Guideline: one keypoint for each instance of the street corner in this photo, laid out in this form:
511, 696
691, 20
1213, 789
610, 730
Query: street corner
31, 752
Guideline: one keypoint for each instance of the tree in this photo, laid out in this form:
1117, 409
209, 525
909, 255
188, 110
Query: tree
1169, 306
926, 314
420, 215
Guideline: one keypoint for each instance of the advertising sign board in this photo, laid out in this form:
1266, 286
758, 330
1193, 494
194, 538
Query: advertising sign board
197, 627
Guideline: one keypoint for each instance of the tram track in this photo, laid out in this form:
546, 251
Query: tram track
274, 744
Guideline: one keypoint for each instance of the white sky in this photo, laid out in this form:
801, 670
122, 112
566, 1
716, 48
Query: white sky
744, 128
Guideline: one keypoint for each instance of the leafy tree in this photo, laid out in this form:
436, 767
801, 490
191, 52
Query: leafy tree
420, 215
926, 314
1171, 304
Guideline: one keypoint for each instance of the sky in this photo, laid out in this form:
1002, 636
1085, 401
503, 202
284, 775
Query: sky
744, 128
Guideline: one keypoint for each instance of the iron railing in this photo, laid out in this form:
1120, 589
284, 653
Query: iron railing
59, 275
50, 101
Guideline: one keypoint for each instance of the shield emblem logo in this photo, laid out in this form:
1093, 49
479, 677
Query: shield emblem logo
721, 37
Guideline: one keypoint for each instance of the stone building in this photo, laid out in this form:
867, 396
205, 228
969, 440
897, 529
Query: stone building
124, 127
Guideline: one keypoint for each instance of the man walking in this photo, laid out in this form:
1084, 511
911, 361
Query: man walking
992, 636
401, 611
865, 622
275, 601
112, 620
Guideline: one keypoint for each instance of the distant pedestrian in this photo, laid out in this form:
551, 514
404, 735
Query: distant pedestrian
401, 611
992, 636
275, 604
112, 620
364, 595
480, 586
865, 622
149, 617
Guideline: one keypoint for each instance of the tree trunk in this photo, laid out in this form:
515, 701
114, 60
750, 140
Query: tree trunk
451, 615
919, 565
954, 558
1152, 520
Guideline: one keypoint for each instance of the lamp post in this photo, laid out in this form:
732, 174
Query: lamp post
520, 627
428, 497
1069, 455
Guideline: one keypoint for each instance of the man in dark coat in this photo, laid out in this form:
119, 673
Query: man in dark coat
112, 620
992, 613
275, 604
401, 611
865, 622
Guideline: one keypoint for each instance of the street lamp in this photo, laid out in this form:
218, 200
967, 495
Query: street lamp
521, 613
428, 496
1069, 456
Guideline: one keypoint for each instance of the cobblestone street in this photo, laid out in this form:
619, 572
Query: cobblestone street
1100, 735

* * *

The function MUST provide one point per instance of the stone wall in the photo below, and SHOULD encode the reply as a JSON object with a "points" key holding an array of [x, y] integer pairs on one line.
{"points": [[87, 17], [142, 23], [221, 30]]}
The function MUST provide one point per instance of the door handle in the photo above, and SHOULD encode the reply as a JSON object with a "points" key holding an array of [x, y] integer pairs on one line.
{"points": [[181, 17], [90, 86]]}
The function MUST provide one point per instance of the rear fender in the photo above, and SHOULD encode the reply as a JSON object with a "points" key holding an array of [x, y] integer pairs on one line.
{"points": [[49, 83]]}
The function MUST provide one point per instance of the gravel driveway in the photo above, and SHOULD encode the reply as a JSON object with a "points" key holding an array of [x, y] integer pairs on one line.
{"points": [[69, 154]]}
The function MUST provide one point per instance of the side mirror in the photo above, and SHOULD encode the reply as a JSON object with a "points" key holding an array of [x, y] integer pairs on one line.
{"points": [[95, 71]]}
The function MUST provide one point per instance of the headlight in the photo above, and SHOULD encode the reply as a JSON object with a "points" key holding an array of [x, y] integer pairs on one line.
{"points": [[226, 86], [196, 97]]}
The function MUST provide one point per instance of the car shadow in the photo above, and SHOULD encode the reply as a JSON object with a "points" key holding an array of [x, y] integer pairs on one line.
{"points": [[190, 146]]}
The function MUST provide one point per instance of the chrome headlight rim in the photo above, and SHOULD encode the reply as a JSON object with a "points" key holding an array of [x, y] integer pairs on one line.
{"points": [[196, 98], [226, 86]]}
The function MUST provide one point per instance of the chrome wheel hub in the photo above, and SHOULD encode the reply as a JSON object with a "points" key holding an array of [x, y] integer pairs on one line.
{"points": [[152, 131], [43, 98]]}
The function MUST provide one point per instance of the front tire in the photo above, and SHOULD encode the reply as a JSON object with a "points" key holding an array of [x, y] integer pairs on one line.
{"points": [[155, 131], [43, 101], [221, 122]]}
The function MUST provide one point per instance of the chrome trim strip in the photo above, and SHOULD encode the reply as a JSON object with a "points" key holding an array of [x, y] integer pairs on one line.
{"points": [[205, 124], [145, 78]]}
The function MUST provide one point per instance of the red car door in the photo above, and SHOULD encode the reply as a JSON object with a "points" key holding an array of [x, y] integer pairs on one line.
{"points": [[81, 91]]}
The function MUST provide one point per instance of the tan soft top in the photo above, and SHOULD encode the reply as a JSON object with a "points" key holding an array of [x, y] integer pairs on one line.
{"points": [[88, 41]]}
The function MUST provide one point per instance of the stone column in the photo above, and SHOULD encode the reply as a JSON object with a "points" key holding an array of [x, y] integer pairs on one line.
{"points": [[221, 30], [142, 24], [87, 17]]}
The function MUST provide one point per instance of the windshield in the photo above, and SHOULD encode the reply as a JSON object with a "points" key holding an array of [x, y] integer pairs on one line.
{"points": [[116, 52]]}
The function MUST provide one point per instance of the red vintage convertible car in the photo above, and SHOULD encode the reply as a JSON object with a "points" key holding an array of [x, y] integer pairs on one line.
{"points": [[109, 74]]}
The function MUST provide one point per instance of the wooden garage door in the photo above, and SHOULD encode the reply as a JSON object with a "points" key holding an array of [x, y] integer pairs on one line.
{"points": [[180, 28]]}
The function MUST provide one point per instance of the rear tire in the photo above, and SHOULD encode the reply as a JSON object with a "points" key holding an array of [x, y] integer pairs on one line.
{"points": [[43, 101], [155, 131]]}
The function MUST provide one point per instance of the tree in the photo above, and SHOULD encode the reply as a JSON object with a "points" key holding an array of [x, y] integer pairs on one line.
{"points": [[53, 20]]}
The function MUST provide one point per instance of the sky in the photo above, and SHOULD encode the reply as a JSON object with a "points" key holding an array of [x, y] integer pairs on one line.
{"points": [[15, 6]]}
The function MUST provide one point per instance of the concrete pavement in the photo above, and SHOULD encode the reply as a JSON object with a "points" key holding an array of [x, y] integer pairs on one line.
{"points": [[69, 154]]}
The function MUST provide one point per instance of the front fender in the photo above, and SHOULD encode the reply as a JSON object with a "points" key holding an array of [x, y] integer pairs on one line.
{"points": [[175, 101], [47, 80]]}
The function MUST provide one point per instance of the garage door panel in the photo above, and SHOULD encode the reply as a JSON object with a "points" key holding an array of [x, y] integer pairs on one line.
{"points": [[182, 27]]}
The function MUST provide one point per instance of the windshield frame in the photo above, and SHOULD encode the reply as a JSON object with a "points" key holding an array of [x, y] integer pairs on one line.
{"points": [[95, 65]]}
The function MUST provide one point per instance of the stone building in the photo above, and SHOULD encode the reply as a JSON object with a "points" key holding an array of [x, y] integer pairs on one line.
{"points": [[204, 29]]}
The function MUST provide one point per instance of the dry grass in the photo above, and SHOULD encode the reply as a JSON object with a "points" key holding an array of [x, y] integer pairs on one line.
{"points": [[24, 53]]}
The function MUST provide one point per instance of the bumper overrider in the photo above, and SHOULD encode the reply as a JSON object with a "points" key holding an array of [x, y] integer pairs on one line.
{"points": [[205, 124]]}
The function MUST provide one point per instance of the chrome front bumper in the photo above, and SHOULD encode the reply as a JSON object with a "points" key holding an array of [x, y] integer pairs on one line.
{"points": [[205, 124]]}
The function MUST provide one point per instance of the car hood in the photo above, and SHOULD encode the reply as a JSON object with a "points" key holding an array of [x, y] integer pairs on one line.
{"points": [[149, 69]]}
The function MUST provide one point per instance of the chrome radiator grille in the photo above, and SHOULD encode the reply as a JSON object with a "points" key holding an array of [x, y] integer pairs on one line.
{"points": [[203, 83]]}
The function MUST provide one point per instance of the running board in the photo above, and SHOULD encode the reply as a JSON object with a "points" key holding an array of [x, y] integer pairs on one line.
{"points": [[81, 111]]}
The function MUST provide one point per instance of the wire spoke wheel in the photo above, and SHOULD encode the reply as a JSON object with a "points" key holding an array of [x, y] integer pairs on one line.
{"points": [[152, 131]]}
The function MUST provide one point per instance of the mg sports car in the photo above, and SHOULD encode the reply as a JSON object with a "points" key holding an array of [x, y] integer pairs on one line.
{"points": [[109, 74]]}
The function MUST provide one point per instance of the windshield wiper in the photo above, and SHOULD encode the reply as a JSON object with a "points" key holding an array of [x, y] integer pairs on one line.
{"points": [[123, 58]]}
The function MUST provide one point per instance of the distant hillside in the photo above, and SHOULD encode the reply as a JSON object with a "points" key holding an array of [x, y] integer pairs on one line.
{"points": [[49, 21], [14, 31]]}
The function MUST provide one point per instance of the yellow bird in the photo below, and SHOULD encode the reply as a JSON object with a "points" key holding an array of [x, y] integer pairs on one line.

WORK REQUIRED: Starting with the line with "The function MUST provide one point per instance of the wire" above and going on through the line with "The function MUST provide one point per instance of the yellow", transcribe every line exactly, both ends included, and add nothing.

RESPONSE TO THIS TASK:
The function MUST provide one point per instance of the wire spoke wheel in the photo above, and SHOULD encode the reply as a JSON object with a "points" key holding an array of [x, y] integer pairs on one line.
{"points": [[152, 131]]}
The function MUST provide one point per instance of the mg sports car in the photo above, and SHOULD encode the reply as a JSON object with a "points" key holding an array of [x, y] integer pairs on one line.
{"points": [[109, 74]]}
The function MUST provide one point per instance of the windshield wiper in the photo above, and SHOULD encode the reply as a JSON object with a "points" key holding an array of [x, y] integer pairs on one line.
{"points": [[123, 58]]}
The function MUST provide one point per instance of the distant hillside in the photo above, and SHOULD encode the reply as a JSON object with a "points" key holding an array of [x, y] integer pairs on one line.
{"points": [[49, 21], [14, 31]]}
The function MUST provide one point per instance of the yellow bird in the photo below, and SHOULD encode the reply as a JSON object with a "points" key holding an array of [x, y] integer pairs on one line.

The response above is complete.